:: EXERCISE DATA ::
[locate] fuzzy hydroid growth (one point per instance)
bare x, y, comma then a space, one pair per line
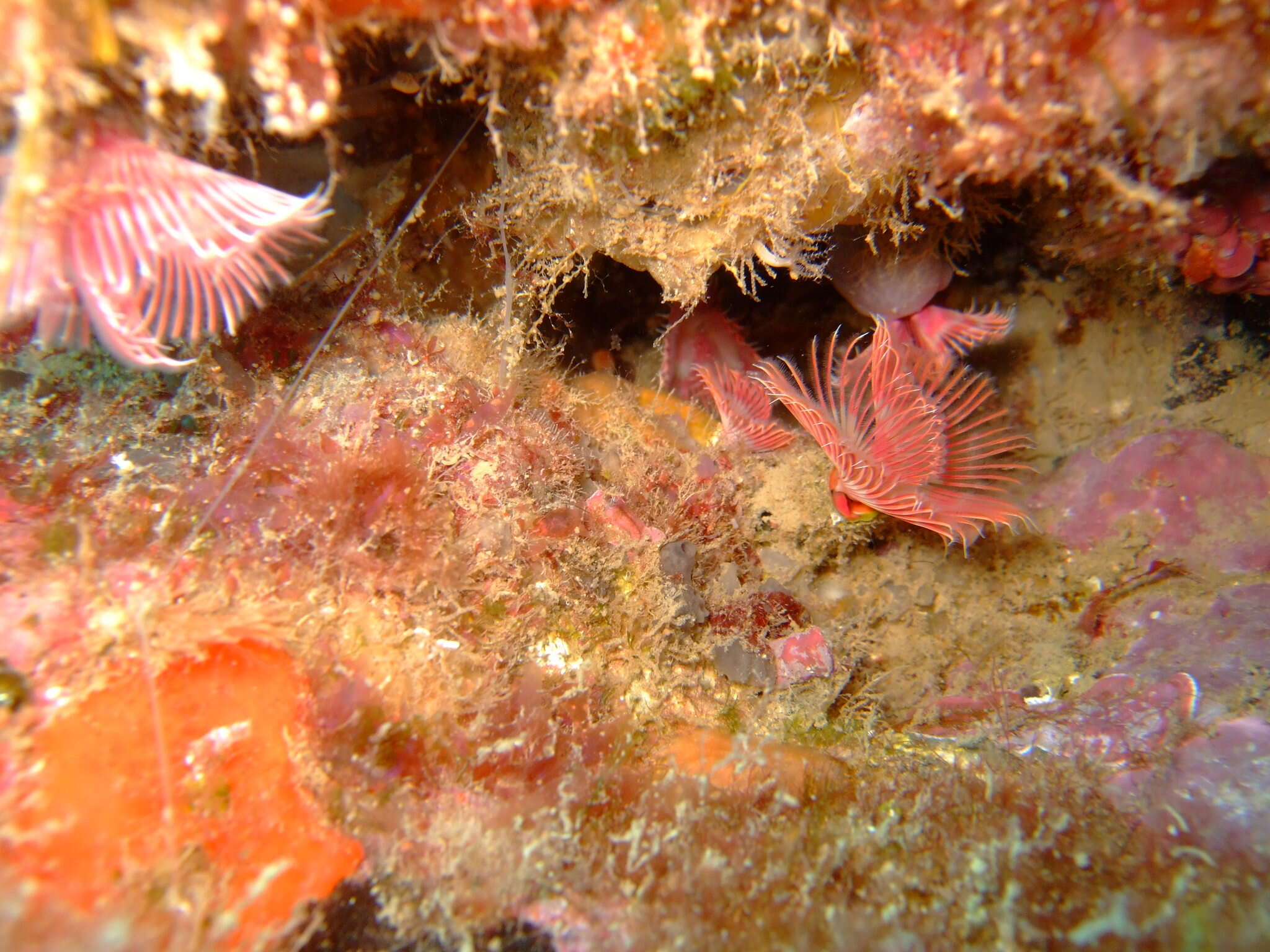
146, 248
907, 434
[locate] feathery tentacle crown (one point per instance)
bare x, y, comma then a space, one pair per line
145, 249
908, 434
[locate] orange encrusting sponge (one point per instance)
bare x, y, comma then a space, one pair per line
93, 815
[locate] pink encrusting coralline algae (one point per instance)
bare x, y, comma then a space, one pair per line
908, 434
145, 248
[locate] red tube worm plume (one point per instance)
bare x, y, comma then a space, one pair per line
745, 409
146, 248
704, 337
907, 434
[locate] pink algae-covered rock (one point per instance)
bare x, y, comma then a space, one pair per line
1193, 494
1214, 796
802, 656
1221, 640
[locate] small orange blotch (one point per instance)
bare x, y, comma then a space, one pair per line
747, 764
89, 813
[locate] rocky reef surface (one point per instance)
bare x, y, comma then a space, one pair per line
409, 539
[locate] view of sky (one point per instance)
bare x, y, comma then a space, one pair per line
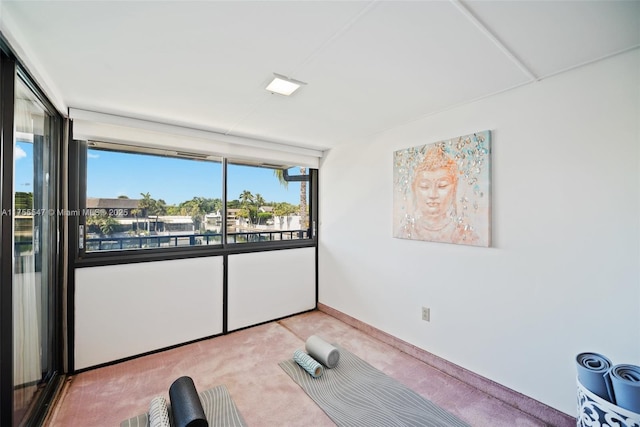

==

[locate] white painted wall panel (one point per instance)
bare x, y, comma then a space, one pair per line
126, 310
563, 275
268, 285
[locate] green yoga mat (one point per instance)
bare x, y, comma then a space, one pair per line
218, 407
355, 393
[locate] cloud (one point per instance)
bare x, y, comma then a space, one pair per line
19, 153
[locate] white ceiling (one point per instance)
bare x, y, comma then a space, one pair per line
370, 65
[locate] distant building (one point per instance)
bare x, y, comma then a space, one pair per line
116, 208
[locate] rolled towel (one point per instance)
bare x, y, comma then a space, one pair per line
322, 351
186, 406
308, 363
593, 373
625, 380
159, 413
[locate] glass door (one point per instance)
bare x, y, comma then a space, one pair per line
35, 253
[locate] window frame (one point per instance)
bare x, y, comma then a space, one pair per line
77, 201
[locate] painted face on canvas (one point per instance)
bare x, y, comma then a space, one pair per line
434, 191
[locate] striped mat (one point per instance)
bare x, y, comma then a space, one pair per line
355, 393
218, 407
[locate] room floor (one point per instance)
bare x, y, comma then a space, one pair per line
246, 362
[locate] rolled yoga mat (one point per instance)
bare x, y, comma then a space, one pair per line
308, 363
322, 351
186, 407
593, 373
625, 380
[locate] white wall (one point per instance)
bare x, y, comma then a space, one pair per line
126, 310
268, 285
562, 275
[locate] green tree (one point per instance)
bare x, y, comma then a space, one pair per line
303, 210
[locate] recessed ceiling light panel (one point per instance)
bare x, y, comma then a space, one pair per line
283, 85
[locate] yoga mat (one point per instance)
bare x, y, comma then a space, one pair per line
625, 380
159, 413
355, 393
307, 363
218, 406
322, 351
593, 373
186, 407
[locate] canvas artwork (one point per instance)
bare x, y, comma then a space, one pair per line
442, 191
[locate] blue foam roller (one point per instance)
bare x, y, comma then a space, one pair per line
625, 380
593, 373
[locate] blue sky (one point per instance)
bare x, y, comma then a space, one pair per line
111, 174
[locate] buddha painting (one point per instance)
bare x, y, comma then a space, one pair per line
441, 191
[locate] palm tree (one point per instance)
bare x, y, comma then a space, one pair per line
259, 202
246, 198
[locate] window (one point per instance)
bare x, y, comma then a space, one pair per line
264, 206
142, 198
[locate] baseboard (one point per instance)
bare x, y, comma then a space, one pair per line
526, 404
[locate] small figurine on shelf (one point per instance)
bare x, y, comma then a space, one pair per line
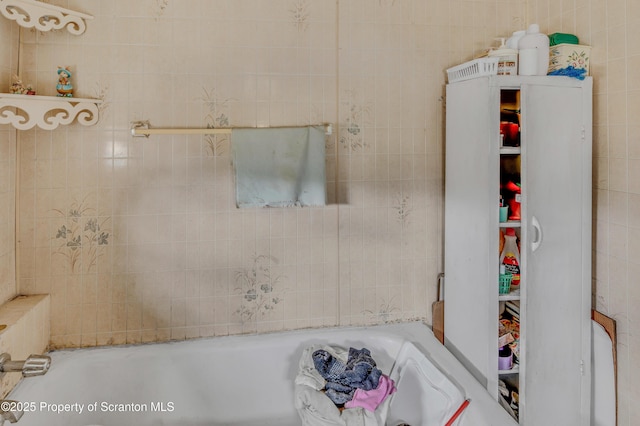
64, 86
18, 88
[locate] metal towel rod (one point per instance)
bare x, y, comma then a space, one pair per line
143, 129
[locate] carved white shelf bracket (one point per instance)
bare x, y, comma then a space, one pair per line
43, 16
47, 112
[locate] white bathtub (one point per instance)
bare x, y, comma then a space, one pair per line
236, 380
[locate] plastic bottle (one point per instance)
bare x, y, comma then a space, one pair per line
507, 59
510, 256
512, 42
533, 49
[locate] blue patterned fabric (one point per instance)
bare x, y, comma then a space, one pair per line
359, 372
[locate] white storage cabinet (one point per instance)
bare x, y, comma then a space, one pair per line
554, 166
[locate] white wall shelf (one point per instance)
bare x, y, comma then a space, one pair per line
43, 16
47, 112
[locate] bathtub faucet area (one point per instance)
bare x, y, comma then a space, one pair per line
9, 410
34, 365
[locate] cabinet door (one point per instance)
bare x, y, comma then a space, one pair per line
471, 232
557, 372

:: THE TASK ::
Identify each line in the records above containing the word "towel"; copy those lines.

:: ANSWER SECTION ::
[locate] rolled towel (one point per instance)
[locate] metal towel rod (one point per instance)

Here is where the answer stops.